◆ Brief
Write out every entry once more, character for character.

◆ Listed entries
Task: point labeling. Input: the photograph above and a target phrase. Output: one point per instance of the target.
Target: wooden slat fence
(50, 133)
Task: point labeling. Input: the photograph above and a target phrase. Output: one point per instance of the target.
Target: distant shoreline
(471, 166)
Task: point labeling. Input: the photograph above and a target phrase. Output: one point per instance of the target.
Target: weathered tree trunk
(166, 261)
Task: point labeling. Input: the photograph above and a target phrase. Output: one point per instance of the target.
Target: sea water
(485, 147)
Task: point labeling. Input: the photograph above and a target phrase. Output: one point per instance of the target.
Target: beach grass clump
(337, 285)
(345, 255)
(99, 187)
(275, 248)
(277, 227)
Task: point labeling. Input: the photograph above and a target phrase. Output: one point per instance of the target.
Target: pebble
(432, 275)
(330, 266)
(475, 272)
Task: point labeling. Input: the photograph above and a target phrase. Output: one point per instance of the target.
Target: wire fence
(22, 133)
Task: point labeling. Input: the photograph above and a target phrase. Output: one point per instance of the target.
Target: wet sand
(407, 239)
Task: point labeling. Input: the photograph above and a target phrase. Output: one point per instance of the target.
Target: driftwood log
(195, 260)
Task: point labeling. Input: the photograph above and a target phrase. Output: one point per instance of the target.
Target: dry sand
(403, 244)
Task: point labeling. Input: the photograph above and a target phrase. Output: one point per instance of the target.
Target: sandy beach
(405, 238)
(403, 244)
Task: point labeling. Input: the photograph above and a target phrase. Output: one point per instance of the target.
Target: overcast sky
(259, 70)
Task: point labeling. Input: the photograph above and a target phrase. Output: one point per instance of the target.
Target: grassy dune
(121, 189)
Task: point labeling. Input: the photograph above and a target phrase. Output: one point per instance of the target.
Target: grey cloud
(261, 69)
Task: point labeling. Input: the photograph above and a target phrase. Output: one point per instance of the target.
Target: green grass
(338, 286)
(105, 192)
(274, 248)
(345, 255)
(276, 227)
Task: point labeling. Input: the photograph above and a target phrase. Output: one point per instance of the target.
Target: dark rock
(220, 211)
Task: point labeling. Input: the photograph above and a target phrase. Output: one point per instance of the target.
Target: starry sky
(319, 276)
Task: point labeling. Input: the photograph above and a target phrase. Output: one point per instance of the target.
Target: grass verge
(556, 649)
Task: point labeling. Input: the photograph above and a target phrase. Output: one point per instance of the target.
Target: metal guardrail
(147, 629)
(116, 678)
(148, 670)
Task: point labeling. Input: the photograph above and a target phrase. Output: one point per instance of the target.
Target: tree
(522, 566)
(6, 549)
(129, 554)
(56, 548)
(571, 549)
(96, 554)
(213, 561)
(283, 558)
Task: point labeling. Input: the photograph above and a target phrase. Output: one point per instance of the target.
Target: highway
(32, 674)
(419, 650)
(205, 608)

◆ Answer below
Task: point labeling. Input: the photograph above and a target phrase. Output: one point per instance of the target.
Target: wooden slat fence
(50, 133)
Task: point labeling. Input: the photograph above and a target phrase. Output: one point per instance of the target.
Target: distant shoreline
(471, 166)
Task: point labeling. Input: the photograph above and a target phrase. Output: one point per instance of the target.
Target: weathered tree trunk
(166, 261)
Task: point labeling. Input: the photograph above and a target phrase. Output: one point per instance of the target.
Target: sea water
(485, 147)
Task: point labeling. Input: the photograph above and a target phrase. Output: one point per instance of the target.
Target: beach grass clump
(337, 285)
(345, 255)
(99, 187)
(275, 248)
(277, 227)
Task: point labeling. Input: the photograph above and a target phrase. Output: one point per instance of the target.
Target: pebble
(432, 275)
(330, 266)
(475, 272)
Task: point labeling. Input: the photograph above and a target phrase. Output: one point per instance of the target.
Target: wire fence
(22, 133)
Task: point labeling. Input: the photograph above and a target phrase. Output: one point per instance of the target.
Target: wet sand
(407, 239)
Task: point labeling. Input: the photograph above and a target phrase. Output: one point per instance of the target.
Target: driftwood log
(195, 260)
Task: point labeling. Input: the photograph above and a target phrase. Output: one point per instance of the target.
Target: dry sand
(403, 244)
Task: point labeling. Input: the photograph above and a target phrase. Output: one point per instance of the target.
Target: sandy beach
(405, 238)
(403, 244)
Task: point labeling. Input: the photograph above and a target phrase. Output: one point per instance of the target.
Target: overcast sky
(259, 70)
Task: point labeling. Input: the photograph above and a target phrase. Output: one point per instance of the target.
Target: grassy dune
(121, 189)
Task: point labeling. Input: the photograph above and a target phrase. Output: one point per instance of the target.
Target: grey cloud
(261, 69)
Task: point labeling. Input: the photograph above and a target phrase. Output: one point per instance of the target.
Target: green grass
(338, 286)
(105, 192)
(274, 248)
(345, 255)
(276, 227)
Task: point labeling. Input: the photograph above and a target phrase. Output: one point per instance of the target.
Target: dark rock
(220, 211)
Task: point labeling. Input: the photograph above and a target phrase. Output: one point per instance of the target.
Target: starry sky
(319, 276)
Task: point labeling. Input: the photograph above and a target phrase. Output: one point per instance of the target.
Target: grass verge
(556, 649)
Task: point labeling. Input: the photograph above and a target phrase. Output: one point per instance of the target.
Target: metal guardrail
(147, 629)
(116, 678)
(148, 670)
Task: point labeling. Input: the photograph above and a target phrase. Output: one point per instance of the target.
Target: tree
(522, 566)
(6, 549)
(129, 554)
(56, 548)
(571, 549)
(96, 554)
(213, 561)
(283, 558)
Task: point labeling. Input: the photograph above and a target phrase. Output: one point per instance of the target.
Target: highway
(32, 674)
(419, 650)
(205, 608)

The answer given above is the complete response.